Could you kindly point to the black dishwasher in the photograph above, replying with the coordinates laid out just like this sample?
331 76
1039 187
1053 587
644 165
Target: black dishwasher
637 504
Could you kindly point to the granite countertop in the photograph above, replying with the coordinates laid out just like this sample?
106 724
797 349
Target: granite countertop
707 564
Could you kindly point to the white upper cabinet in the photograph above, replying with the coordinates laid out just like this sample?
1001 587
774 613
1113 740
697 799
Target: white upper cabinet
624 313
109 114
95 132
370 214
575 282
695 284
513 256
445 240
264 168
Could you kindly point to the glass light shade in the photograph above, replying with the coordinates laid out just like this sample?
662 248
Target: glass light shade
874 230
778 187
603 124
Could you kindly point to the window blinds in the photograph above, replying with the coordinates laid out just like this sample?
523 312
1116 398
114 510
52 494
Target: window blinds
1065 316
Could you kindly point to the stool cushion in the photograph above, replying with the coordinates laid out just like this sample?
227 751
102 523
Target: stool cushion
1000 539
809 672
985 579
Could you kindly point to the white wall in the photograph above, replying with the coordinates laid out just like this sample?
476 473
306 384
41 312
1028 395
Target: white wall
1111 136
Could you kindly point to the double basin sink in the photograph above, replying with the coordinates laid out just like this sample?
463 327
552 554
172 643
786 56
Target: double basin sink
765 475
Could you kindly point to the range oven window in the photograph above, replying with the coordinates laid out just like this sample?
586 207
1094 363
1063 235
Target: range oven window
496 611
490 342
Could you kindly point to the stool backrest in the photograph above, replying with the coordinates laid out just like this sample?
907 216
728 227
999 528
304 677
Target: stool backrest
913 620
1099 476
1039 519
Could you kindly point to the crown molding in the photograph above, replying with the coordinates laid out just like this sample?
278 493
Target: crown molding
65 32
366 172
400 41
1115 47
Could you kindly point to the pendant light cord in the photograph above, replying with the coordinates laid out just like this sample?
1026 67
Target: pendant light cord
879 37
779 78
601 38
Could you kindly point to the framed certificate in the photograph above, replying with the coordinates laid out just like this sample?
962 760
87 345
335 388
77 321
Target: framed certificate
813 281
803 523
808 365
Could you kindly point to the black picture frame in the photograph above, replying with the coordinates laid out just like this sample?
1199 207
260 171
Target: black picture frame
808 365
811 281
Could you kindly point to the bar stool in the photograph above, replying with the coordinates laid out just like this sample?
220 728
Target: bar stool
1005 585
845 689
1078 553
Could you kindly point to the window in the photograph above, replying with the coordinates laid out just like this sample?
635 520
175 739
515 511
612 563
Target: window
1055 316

**Work required**
Transcribe the entries above exactly.

**Result**
Could you kindly point to the black dishwasher in the photograph above, replying with the coordinates laid out just like this sample?
331 76
1039 187
1053 587
644 165
Target: black dishwasher
637 504
Could you kindly point to the granite countertop in the photograph above, replying with the coordinates laid out just like this sample?
106 724
797 349
Target: granite countertop
707 564
Could you kindly point to the white upper cabinet in the photograph above, replying with the coordinates laid out just like this sample?
1001 587
774 613
1113 740
697 799
Target: white upper cabinet
624 313
109 114
95 132
370 214
575 282
695 284
513 256
445 240
264 168
Could you kindly point to the glass light shade in the photograph above, replying with the coordinates laid out just like this sample?
662 248
Target: glass light shade
874 230
778 187
603 124
Could you kindly point to the window blinds in the photograph above, replying with the coordinates laid out just like this sample?
523 312
1116 398
114 510
52 494
Target: window blinds
1065 316
Could you kindly point to the stool cushion in the photograph above, replying with the coordinates laid out just like this sample?
227 751
102 523
Target: stool cushion
1000 539
809 672
985 579
Could you kindly point to the white wall in the photograph above, replying with the coordinates laid out just like this sample?
476 473
306 384
41 312
1028 395
Target: white wall
1111 136
Could you kindly point to the double basin sink in the photograph above, replying with the coordinates laid out just like this sample?
463 327
552 554
172 643
786 56
Target: double basin sink
765 475
Could you kindly point to the range oven window in the photograph above, replying with the coordinates laid out just like this sample?
586 207
1094 363
1063 235
Target: range oven window
496 611
490 342
Could you kindly point to the stool backrest in the photograph above, replying with the coordinates laid out just like this sample?
907 216
728 227
999 528
304 677
Target: stool backrest
913 620
1099 476
1039 519
Could you kindly point to the crown molding in the photograph above, replying with the coordinates laid out just like this sample?
278 493
Target: crown molding
65 32
366 172
400 41
1115 47
Could you kindly point to the pendant light cord in the photograph above, replying with the coordinates laid out just like this sample?
1026 67
Target: pendant light cord
879 37
779 78
601 38
Could you kindly point to the framed certificate in the photograph above, replying with the coordinates laid out just like this sample?
962 760
87 345
335 388
77 321
Target: framed certificate
813 281
803 523
808 365
Could you kindly point to the black picture frame in the photograph above, replying with the coordinates laid out just like this sample?
1199 207
260 171
Target: black picture frame
808 365
811 281
Could you kindly point to the bar stool in the photograph above, replying with the coordinates laid out just like this sample?
220 728
Target: bar stool
1005 585
845 689
1078 553
Could you kindly point to the window in the photograph above, replying with the coordinates laid out just like this sample?
635 520
175 739
515 511
612 563
Target: window
1055 316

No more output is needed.